▶ [WORK REQUIRED] Copy the listing below word for word, keeping every line.

▶ [MATERIAL FOR THE TASK]
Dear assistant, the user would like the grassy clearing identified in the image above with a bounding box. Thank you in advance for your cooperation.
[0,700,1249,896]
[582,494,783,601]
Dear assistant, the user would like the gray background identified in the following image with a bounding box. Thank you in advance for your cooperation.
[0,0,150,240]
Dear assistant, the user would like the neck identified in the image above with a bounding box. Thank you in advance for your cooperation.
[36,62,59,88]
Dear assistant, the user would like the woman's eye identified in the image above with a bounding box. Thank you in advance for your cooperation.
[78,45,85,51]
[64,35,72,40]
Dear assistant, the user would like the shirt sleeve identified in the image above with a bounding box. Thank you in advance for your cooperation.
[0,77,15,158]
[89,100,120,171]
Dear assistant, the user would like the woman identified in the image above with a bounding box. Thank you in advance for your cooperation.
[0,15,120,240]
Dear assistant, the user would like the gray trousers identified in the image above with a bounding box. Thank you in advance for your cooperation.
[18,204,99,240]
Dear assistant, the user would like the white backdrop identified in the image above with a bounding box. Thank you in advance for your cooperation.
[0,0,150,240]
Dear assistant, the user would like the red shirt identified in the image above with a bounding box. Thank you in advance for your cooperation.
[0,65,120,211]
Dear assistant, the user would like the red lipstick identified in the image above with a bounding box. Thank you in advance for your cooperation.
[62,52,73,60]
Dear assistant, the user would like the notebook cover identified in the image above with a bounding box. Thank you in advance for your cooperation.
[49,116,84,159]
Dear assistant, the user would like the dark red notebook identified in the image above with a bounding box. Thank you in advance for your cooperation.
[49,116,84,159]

▶ [EXERCISE SOLUTION]
Dear assistant, the user would like the grassy clearing identified in the image above with a bounding box. Thank you in advance for your cooperation.
[0,700,1249,896]
[582,494,783,601]
Dear assistant, the user would like the gray background identified in the following image with a bounding box. Thank you in advance for your cooperation.
[0,0,150,240]
Dear assistant, the user would like the neck identified in the image above with a bounding box. Thank you in advance for your cooperation.
[36,62,59,88]
Dear assistant, the user would like the woman's eye identified in the image above with a bounding box. Thank you in advance for your cooperation.
[78,45,85,51]
[64,35,72,40]
Dear assistant, the user would like the shirt sleeve identified in the image above with a bounding box. Thank you in advance for your cooperation.
[0,77,15,158]
[89,100,120,171]
Dear assistant, the user would like the woman identified in the image above with a bounding box. Thank you in advance for your cooperation.
[0,15,120,240]
Dear assistant, the user would like the gray trousers identified in the image above with a bounding box. Thank you in advance for your cooperation.
[18,204,99,240]
Dear assistant, the user would like the white backdrop identified in the image above with a bounding box. Thank you in advance for your cooperation.
[0,0,150,240]
Dear assistant, the user would like the red shirt identified in the image above with a bounding box. Thank you in advance for your cooperation.
[0,65,120,211]
Dear assistant, the user would like the red lipstick identified in the image above with a bounding box. Thank you in advance for your cooperation.
[62,52,73,60]
Dear assistant, the user would like the notebook cover identified in the image above with a bounding box. Thank you in advance for your cooperation.
[49,116,84,159]
Dear assistant, the user would like the dark red notebook identified in the image above with a bounding box. Thank you in advance for your cooperation.
[49,116,84,159]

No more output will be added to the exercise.